Jack Rutter, quite literally, had the world at his feet.
His footballing feet.
After a childhood spent entrenched in the competitive world of life in an Academy, the ambition and dream of making a mark in the professional game was, finally, within striking distance.
It was March, 2009, and Rutter had been part of the Birmingham City defence which had helped the team reach the semi-finals of the FA Youth Cup and a two-legged tie with the might of Liverpool.
Sadly however, that was a tie which he was destined not to be involved in.
And a professional contract, which was potentially in the pipeline, never got around to being signed.
Rutter’s battle, a far more serious one than any game of football, even a cup semi-final, lay elsewhere.
Fast forward to today, and the events of that time are a distant, if painful memory for the affable 29-year-old.
He still plays football, he has captained England’s Cerebral Palsy and Great Britain Paralympic teams, has completed advanced coaching qualifications and is carrying out speeches and mentoring activities both at schools and for many other organisations.
He is also ‘honoured’ to have been asked to become an Ambassador of the Wolves Foundation.
Things are good.
But it hasn’t always been like that, and it was just one split second 11 years ago, which destroyed his lifelong dream, and almost took his life.
Rutter, while out with friends in Gloucester, was the victim of an unprovoked assault, in which he was punched in the back of the head, knocking him out and causing him to smash his skull on the kerb as he fell.

-=-=-=-=-

> _WHAT TO PRODUCE_:
Return the passage of the Jack Rutter article between "Fast forward to" and "many other organisations.", inclusive, copied word for word.

-=-=-=-=-

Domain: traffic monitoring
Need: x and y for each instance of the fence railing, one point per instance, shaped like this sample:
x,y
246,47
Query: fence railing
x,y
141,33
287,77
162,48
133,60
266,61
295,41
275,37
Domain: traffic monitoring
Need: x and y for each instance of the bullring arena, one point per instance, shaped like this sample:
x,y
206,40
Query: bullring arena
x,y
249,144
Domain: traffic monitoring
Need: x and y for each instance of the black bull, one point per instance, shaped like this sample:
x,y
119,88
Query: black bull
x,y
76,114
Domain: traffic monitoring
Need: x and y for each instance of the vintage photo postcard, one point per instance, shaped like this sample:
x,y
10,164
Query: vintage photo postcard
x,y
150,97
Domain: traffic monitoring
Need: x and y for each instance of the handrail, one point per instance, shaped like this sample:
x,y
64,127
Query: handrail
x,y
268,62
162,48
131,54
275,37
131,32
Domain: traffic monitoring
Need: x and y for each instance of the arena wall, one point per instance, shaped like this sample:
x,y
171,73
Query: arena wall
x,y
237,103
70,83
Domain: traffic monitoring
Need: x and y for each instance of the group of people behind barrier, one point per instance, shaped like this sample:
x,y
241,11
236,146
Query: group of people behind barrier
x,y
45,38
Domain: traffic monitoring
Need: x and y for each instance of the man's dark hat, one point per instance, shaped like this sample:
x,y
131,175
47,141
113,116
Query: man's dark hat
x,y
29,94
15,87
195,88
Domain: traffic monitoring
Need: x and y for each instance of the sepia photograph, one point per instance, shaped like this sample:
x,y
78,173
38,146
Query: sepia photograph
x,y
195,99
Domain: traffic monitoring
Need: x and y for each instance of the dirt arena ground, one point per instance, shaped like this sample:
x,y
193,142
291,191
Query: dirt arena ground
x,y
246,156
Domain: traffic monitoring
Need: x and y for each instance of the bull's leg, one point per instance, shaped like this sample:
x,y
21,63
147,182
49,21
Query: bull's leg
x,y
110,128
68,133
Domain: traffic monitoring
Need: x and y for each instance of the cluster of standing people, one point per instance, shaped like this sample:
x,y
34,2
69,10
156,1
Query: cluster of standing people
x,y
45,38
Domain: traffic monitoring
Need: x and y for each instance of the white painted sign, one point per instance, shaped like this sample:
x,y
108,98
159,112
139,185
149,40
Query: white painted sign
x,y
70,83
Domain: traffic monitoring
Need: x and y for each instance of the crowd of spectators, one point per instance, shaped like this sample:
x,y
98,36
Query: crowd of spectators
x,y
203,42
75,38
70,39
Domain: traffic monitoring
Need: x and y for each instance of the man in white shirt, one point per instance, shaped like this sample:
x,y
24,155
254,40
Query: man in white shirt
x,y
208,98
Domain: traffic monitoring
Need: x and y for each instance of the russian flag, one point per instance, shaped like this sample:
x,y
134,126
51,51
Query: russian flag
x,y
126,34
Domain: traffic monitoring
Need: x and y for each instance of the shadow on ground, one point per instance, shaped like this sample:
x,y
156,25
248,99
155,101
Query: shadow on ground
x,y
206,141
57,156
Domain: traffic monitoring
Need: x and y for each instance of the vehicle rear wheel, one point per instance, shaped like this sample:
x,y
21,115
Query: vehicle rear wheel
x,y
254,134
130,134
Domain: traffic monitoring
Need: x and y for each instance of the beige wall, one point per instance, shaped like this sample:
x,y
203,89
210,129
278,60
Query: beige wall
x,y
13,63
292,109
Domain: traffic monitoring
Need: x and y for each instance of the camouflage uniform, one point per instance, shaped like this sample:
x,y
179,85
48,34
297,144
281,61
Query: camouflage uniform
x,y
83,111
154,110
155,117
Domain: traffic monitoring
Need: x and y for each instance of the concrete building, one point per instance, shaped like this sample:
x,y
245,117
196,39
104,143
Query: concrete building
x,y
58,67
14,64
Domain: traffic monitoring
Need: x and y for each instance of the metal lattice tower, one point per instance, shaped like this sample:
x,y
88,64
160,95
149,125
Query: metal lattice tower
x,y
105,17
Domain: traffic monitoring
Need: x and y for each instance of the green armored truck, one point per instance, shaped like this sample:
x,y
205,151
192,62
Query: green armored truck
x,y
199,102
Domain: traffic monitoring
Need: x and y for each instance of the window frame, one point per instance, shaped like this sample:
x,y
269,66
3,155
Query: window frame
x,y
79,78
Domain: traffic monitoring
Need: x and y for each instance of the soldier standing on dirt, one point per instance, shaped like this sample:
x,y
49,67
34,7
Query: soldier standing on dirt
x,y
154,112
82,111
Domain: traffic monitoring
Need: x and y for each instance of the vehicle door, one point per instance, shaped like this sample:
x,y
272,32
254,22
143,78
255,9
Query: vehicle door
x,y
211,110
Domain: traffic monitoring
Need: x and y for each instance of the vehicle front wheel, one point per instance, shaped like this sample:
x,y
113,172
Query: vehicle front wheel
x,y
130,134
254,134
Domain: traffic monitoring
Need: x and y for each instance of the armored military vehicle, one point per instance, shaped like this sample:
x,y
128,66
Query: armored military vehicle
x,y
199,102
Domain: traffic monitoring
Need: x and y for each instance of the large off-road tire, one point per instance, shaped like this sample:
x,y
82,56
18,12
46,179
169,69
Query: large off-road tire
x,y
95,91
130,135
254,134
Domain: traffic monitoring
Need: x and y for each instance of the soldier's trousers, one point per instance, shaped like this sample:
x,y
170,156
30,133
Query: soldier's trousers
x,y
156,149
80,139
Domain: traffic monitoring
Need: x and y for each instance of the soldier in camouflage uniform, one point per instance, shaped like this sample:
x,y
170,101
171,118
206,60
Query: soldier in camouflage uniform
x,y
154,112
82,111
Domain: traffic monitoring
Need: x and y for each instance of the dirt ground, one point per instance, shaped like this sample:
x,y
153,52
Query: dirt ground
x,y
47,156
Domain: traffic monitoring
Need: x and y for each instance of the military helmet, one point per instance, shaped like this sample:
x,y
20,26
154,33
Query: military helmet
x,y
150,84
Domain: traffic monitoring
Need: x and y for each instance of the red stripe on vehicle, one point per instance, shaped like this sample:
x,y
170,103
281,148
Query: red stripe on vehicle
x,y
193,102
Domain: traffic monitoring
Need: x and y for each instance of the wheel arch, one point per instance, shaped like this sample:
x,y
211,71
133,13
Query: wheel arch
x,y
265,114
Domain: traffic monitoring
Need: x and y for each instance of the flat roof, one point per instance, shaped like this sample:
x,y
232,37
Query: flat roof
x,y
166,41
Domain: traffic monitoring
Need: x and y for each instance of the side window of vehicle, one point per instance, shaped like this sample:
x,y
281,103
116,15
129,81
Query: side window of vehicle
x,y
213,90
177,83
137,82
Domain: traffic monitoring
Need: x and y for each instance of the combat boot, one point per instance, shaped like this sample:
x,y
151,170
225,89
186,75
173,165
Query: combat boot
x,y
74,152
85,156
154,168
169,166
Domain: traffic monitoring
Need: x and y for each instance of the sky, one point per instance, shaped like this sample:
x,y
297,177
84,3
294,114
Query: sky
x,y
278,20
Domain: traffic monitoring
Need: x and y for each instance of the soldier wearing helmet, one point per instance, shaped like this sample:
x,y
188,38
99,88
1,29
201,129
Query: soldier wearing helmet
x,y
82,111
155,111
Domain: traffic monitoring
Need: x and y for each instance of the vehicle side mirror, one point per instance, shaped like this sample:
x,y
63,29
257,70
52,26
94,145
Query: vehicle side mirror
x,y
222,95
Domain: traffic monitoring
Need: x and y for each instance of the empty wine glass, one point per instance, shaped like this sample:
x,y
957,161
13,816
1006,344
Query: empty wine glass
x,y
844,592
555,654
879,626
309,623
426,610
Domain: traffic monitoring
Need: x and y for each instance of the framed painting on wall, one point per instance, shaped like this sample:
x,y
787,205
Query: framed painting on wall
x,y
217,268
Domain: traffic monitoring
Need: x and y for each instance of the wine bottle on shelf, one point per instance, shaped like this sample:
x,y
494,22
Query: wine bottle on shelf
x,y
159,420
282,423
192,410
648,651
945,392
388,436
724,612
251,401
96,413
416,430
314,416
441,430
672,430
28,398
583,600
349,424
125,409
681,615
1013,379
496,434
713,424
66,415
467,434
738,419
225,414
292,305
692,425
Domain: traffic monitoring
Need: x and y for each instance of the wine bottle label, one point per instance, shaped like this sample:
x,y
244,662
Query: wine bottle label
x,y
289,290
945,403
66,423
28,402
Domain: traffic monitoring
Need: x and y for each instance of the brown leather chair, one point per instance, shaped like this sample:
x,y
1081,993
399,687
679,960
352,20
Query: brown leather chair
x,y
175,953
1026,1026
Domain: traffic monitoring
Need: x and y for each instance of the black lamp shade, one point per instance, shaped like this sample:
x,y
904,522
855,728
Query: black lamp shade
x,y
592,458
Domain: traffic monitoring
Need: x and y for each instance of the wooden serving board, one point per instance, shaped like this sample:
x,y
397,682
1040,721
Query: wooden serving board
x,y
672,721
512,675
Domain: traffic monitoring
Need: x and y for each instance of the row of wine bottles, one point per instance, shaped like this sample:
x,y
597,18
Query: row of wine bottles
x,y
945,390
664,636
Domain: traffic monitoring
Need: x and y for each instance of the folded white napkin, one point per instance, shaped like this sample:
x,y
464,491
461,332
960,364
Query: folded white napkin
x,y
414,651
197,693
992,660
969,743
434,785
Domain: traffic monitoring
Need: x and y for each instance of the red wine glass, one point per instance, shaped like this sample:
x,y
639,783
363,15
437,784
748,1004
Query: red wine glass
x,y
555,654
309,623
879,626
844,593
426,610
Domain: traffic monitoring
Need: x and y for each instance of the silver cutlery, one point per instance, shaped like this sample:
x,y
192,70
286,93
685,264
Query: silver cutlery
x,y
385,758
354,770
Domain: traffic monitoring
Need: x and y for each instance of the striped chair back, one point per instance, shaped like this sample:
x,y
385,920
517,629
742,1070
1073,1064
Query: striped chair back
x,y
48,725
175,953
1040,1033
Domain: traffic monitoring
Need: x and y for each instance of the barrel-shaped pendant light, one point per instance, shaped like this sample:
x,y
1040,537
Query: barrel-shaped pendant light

-=-=-=-=-

> _ANSWER TO THIS EXERCISE_:
Fast forward to today, and the events of that time are a distant, if painful memory for the affable 29-year-old.
He still plays football, he has captained England’s Cerebral Palsy and Great Britain Paralympic teams, has completed advanced coaching qualifications and is carrying out speeches and mentoring activities both at schools and for many other organisations.